**To do:** The entries that follow include a run beginning at the line with "Need: a point for each instance of the blurred green tree" and ending at the line with "Need: a point for each instance of the person"; restate that run word for word and leave the rest out.

**Input:**
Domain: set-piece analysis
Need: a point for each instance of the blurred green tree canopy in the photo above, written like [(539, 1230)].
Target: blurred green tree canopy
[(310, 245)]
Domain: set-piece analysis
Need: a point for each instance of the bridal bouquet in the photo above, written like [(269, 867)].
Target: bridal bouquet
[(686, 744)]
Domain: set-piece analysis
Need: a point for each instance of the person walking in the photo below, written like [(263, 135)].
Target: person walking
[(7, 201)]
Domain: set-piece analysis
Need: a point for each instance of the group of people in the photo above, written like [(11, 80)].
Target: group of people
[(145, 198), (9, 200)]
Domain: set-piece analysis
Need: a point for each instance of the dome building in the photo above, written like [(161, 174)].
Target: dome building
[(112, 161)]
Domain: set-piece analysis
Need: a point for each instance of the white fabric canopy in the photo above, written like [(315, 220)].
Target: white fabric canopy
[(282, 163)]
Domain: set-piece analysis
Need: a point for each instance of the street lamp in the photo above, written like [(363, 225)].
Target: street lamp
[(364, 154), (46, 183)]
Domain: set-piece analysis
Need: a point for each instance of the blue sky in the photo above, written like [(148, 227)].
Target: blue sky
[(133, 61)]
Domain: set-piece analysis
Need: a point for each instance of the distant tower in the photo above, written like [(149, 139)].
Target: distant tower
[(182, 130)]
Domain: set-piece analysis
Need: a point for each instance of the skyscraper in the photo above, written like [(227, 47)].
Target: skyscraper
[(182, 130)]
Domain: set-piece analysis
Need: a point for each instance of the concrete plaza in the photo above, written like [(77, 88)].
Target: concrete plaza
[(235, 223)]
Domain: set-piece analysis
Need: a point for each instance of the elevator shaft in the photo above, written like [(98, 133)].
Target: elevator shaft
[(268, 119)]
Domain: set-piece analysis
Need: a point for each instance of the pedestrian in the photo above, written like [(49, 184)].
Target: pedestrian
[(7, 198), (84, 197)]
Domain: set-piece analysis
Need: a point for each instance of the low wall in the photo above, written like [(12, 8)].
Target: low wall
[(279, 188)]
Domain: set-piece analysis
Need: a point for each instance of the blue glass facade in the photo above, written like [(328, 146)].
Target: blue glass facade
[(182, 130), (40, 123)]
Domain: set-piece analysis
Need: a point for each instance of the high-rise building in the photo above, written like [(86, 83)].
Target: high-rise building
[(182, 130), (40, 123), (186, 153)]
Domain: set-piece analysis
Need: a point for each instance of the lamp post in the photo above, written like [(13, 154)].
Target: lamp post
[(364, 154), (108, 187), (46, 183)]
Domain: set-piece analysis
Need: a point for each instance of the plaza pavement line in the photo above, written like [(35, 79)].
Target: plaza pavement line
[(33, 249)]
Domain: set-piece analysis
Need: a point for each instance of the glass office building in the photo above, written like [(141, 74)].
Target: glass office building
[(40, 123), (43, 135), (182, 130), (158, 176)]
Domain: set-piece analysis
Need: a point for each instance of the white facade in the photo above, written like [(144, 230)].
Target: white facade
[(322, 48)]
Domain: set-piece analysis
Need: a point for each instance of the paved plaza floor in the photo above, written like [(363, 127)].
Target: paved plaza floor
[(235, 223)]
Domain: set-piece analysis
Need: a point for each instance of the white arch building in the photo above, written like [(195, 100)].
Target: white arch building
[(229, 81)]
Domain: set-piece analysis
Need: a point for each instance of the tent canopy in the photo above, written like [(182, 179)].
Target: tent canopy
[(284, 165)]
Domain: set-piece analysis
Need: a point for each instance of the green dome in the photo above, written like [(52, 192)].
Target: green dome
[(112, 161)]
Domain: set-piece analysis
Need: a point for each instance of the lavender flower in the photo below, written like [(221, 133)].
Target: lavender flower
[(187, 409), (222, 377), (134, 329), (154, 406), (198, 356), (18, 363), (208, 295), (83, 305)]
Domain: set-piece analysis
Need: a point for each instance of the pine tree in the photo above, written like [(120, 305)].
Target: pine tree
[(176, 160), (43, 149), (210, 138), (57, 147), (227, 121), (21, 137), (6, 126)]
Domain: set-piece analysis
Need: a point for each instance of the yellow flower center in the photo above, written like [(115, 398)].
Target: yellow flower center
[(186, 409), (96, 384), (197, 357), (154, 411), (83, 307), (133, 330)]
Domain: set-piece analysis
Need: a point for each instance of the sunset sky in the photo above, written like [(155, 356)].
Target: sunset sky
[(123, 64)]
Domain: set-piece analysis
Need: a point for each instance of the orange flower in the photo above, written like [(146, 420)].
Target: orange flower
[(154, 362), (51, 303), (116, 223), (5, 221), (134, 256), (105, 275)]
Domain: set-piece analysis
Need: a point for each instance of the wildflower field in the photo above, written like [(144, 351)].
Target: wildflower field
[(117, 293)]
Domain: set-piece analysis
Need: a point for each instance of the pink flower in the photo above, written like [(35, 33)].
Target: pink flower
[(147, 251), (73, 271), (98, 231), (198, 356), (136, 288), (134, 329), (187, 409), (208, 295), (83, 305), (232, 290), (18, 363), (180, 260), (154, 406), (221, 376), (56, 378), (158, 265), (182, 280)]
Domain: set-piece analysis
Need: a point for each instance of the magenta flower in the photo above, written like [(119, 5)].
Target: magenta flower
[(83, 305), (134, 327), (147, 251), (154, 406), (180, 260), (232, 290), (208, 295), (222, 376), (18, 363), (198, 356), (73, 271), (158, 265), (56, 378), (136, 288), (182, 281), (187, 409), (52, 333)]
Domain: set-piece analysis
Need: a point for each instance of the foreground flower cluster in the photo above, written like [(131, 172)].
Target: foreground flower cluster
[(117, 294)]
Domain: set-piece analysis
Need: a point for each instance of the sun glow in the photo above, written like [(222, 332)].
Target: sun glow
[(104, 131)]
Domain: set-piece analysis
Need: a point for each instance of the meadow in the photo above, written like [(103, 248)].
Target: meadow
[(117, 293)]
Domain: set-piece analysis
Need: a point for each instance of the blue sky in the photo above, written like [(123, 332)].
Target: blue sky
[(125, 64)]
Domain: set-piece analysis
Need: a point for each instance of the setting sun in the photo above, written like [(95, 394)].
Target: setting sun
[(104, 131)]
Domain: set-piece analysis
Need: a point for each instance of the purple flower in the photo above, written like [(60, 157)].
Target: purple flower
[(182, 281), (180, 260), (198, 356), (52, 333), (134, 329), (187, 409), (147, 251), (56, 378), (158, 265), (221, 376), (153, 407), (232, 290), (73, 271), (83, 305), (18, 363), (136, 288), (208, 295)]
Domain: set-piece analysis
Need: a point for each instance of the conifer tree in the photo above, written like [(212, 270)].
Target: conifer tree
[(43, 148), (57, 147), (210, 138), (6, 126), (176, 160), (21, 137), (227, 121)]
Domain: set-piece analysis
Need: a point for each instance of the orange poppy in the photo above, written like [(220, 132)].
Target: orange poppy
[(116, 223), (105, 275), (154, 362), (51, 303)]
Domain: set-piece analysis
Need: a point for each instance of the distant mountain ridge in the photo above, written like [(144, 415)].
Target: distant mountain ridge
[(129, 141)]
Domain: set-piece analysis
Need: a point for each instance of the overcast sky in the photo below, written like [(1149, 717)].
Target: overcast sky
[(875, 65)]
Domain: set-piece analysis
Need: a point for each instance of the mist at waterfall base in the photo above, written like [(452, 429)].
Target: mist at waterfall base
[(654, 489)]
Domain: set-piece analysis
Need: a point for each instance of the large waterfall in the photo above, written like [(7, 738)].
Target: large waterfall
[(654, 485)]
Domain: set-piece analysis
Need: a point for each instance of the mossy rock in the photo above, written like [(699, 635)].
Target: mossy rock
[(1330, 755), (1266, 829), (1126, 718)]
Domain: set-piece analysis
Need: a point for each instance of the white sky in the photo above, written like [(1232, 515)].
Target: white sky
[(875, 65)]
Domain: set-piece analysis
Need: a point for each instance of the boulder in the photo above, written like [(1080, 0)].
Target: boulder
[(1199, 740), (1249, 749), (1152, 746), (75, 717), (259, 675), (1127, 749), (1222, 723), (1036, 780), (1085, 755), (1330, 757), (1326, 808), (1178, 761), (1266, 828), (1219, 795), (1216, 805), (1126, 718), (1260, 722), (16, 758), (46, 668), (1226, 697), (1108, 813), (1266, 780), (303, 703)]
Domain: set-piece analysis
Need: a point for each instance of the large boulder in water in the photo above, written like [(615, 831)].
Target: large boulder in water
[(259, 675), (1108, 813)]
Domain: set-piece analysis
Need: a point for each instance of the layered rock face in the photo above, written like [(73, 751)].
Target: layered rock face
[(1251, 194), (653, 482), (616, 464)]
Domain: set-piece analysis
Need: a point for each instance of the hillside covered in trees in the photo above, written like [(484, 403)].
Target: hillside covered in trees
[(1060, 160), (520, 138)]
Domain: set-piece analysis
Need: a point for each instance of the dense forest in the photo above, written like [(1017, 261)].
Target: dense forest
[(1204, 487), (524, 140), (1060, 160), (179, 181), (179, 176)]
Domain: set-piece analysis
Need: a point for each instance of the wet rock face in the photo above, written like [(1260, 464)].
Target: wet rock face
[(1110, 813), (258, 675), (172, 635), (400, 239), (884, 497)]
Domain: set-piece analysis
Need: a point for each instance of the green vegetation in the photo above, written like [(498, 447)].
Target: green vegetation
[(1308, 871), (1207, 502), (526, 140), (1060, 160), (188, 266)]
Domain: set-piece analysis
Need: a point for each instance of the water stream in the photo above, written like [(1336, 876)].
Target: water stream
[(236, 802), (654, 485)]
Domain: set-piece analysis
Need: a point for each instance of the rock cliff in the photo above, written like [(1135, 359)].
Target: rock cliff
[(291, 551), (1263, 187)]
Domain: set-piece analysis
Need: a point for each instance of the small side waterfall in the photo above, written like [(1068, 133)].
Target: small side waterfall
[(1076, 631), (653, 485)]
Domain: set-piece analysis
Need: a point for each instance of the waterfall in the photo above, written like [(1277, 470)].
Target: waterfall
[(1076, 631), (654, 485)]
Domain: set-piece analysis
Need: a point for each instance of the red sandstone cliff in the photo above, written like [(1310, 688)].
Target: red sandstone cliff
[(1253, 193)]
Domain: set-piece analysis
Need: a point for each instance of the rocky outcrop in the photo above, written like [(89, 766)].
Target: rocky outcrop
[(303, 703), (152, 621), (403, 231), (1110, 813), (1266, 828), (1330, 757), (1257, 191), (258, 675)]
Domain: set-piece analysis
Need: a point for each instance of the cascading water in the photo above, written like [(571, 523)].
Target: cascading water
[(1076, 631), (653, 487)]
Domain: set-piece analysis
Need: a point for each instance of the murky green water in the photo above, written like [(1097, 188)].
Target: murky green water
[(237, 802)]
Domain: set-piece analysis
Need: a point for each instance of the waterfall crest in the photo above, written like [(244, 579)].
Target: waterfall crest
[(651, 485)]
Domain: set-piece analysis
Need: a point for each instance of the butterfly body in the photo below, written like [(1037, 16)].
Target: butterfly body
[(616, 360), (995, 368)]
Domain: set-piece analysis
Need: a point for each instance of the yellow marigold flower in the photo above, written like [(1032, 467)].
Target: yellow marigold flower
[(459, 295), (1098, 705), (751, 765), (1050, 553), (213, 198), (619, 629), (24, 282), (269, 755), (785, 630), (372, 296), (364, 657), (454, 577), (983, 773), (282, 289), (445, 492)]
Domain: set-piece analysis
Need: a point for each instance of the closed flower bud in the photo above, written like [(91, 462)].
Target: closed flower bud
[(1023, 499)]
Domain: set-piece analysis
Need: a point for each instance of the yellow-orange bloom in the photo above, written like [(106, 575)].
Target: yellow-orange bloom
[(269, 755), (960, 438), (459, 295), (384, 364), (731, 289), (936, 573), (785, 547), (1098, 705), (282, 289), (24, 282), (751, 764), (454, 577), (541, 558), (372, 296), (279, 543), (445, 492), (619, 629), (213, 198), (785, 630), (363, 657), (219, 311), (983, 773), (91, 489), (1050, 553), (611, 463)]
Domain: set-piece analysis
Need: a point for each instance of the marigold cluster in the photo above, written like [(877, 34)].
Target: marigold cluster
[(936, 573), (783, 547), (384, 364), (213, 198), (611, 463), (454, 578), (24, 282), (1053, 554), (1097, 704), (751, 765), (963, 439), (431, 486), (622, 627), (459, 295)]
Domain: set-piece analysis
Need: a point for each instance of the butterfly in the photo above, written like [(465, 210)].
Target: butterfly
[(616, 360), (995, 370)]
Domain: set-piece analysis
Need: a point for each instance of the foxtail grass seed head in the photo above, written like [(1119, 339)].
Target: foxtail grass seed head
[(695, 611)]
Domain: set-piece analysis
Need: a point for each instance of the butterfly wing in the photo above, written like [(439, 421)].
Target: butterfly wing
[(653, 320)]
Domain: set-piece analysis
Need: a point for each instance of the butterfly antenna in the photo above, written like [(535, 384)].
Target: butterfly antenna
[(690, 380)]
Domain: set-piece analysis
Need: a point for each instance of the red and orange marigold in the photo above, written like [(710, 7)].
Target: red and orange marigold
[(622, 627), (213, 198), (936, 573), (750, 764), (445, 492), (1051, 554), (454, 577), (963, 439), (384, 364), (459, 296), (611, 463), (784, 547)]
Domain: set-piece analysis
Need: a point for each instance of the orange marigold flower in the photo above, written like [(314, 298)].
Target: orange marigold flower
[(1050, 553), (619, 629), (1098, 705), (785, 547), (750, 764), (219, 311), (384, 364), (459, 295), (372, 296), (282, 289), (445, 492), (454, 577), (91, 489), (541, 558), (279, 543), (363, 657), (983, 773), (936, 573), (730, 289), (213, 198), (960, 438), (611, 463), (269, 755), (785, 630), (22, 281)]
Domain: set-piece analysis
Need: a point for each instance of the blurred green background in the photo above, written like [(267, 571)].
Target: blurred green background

**Response to the exercise:**
Need: a point for each instance of the blurred green tree canopy in the photo above, written like [(539, 1230)].
Target: blurred green tree canopy
[(310, 245)]
Domain: set-piece analysis
Need: a point for each instance of the bridal bouquet in the photo above, written like [(269, 867)].
Target: bridal bouquet
[(686, 744)]
Domain: set-piece analysis
Need: a point for each instance of the person walking in the photo below, written like [(263, 135)].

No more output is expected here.